**RECORDS TO PROCESS:**
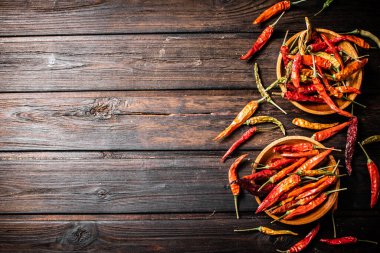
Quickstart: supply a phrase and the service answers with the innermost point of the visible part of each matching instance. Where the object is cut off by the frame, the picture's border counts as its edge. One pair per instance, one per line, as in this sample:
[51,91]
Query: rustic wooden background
[108,110]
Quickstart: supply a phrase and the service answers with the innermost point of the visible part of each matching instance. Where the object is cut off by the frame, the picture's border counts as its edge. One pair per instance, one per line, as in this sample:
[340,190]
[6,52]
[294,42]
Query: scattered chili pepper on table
[301,245]
[374,176]
[232,177]
[267,231]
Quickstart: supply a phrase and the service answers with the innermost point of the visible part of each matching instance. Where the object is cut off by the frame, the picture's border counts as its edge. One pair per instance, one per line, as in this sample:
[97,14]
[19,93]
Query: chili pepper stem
[236,206]
[365,152]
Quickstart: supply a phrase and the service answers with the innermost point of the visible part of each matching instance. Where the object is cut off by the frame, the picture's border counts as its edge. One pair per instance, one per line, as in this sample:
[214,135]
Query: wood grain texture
[180,233]
[175,120]
[109,17]
[138,182]
[142,62]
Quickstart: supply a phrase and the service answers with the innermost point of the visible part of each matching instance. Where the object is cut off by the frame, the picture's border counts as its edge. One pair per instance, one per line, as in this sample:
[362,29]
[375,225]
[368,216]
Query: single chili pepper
[310,153]
[264,119]
[232,177]
[350,69]
[240,141]
[295,96]
[296,70]
[284,50]
[375,178]
[344,240]
[261,40]
[335,52]
[352,134]
[278,164]
[262,90]
[357,41]
[284,172]
[314,161]
[316,202]
[371,139]
[329,132]
[367,34]
[259,176]
[319,46]
[306,187]
[253,188]
[282,187]
[301,245]
[329,181]
[325,5]
[312,125]
[267,231]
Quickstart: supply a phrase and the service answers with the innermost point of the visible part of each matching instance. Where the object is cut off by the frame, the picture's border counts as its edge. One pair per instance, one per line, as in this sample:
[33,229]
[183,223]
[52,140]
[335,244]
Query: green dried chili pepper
[262,90]
[371,139]
[265,119]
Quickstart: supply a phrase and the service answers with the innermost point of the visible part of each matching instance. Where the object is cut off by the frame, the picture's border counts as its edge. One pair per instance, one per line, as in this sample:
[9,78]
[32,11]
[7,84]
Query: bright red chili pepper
[237,143]
[301,245]
[374,176]
[261,40]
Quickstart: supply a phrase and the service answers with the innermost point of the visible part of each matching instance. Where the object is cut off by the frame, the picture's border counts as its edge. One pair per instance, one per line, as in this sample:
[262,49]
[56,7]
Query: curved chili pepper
[344,240]
[350,69]
[239,120]
[261,40]
[314,161]
[313,152]
[267,231]
[301,245]
[312,125]
[284,172]
[282,187]
[232,177]
[352,134]
[371,139]
[264,119]
[375,178]
[240,141]
[327,133]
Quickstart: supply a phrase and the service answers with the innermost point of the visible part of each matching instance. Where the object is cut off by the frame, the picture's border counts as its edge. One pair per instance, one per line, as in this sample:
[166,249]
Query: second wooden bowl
[317,213]
[355,80]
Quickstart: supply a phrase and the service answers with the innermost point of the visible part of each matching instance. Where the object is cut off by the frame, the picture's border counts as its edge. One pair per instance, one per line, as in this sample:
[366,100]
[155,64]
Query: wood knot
[79,236]
[104,108]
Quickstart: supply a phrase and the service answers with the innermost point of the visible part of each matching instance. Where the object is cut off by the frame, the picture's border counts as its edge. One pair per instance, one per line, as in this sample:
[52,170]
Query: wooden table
[108,110]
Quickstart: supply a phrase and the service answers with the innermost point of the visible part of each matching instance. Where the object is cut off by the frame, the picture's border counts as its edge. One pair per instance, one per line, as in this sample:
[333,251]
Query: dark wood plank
[141,120]
[138,182]
[109,17]
[141,62]
[179,233]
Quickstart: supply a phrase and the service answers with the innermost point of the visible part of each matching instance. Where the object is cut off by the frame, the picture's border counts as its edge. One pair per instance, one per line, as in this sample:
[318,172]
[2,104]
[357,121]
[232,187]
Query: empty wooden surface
[108,110]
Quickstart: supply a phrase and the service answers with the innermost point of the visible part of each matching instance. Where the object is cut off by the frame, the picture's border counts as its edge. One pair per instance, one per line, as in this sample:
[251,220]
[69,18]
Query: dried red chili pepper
[344,240]
[284,172]
[327,133]
[314,161]
[274,10]
[301,245]
[282,187]
[261,40]
[350,69]
[375,178]
[240,141]
[352,134]
[313,152]
[232,177]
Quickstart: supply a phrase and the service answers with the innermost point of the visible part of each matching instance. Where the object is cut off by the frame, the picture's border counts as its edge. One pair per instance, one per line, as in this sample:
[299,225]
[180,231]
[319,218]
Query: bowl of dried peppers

**EXERCISE PROMPT:** Set down the data above word for word, leaving every picture out.

**RESPONSE FOR THIS EXERCISE:**
Quickstart: supply a phrase and the service answers with the innermost point of the visible part of each matching instance. Where the object is cut off by the frame, the picture's border counts as its edge. One pair per instance, one per line, as in this sample:
[51,91]
Query: rustic wooden background
[108,110]
Quickstart: supply a phrase and the service answers with the innermost point of the visible part of each matching instance. Where the object is cut off by the frame, the picture's border counts as its edge. One pair per instance, one per line, as in this sample:
[340,190]
[6,52]
[294,42]
Query: scattered chili pepper on table
[301,245]
[374,176]
[232,177]
[267,231]
Quickstart: supply a phrase and the service answers with the innermost point of the visible part of each matching instance. Where the object is cut off by the frame, the picture's border counts as its edge. One pair per instance, one per line, as in this sample:
[97,14]
[19,93]
Query: chili pepper stem
[236,206]
[365,152]
Quickstart: supply a phrase and the service answers with the innermost point of the visible part of each matching instance. Where the object is cut off by the frame, the picture's border counts as its edge. One pair per instance, one per line, as in this sample:
[214,135]
Query: wood grain texture
[180,233]
[175,120]
[109,17]
[138,182]
[142,62]
Quickstart: supply a phrase and the service answers with the innermost point of the visible part of each matching instance. Where the object is cut off by the frame, the picture's border counts as its edge. One pair per instance, one per line, as in this sample:
[362,29]
[375,225]
[368,216]
Query: single chili pepper
[310,153]
[264,119]
[232,177]
[350,69]
[240,141]
[295,96]
[296,70]
[284,50]
[375,178]
[344,240]
[261,40]
[335,52]
[352,134]
[278,164]
[262,90]
[357,41]
[284,172]
[314,161]
[316,202]
[371,139]
[329,132]
[367,34]
[259,176]
[319,46]
[306,187]
[253,188]
[282,187]
[301,245]
[329,181]
[325,5]
[312,125]
[267,231]
Quickstart: supply a phrase and the service answers with the innermost point of the visible part of each matching instance. Where the object is cut off by the frame, the picture's border counts as its edge. One pair per instance, one per line, as in this sample:
[33,229]
[183,223]
[52,140]
[335,244]
Query: green dried chili pepper
[262,90]
[371,139]
[265,119]
Quickstart: supply a phrase and the service answers with the innermost point of the visible part of each matching instance. Where the object is cut off by the frame, the picture's border counts as its edge. One pair per instance, one per line, as in this sample:
[9,78]
[32,11]
[7,84]
Query: bright red chili pepper
[237,143]
[301,245]
[374,176]
[261,40]
Quickstart: supply a phrase and the service answers with the innermost point of the visible part of each matching instance. Where the object is cut off by the frame, the picture's border counts as its edge. One pair per instance, one per line, as in this sample:
[262,49]
[56,7]
Query: curved chili pepper
[344,240]
[350,69]
[239,120]
[261,40]
[314,161]
[313,152]
[267,231]
[301,245]
[312,125]
[284,172]
[282,187]
[232,177]
[352,134]
[371,139]
[264,119]
[375,178]
[240,141]
[327,133]
Quickstart: supply a phrase and the service answers with the innermost point of the visible part of each matching instance. Where the object is cut off by the frame, the picture's border counts as its edge. One pair per instance, one per line, as in this sample:
[166,249]
Query: second wooden bowl
[317,213]
[355,80]
Quickstart: supply a phrase and the service answers with the innermost point of the visible part of each matching instance. Where the object is cut off by the frame, the picture's border counts as its edge. One pair per instance, one per line, as in this sample:
[366,100]
[155,64]
Query: wood knot
[79,236]
[104,108]
Quickstart: supply a phrase and the service answers with the innermost point of the visible part of each matching instance. Where the object is cut off by the frame, the picture's border counts as its edge. One pair per instance, one per line, as in this sample:
[52,170]
Query: wooden table
[108,110]
Quickstart: supply a phrase and the service answers with the innermost point of the visible part of each matching instance. Where the object is cut off by the frame, the picture's border counts as its edge. One pair per instance, one per line, as in this sample:
[333,251]
Query: dark wood plank
[141,120]
[138,182]
[109,17]
[141,62]
[179,233]
Quickstart: supply a phrase and the service answers with the innermost point of the visible part of each matching instance. Where the object is cut off by the frame, the picture's border counts as its edge. One pair per instance, one per line, as in this sample:
[318,172]
[2,104]
[357,121]
[232,187]
Query: empty wooden surface
[108,110]
Quickstart: supply a phrase and the service answers with the innermost point of the visible part of each matching instance. Where the object is cut off by the frame, the picture's border counts as its edge. One pair per instance, one per line, as in this sample:
[251,220]
[69,18]
Query: dried red chili pepper
[344,240]
[284,172]
[327,133]
[314,161]
[274,10]
[301,245]
[282,187]
[261,40]
[350,69]
[375,178]
[240,141]
[352,134]
[313,152]
[232,177]
Quickstart: supply a phrase and the service answers with the innermost point of the visible part of each matching instance. Where the object is cut off by the frame, the picture's border counts as its edge. One pair per instance, one per line, as in this sample:
[299,225]
[180,231]
[319,218]
Query: bowl of dried peppers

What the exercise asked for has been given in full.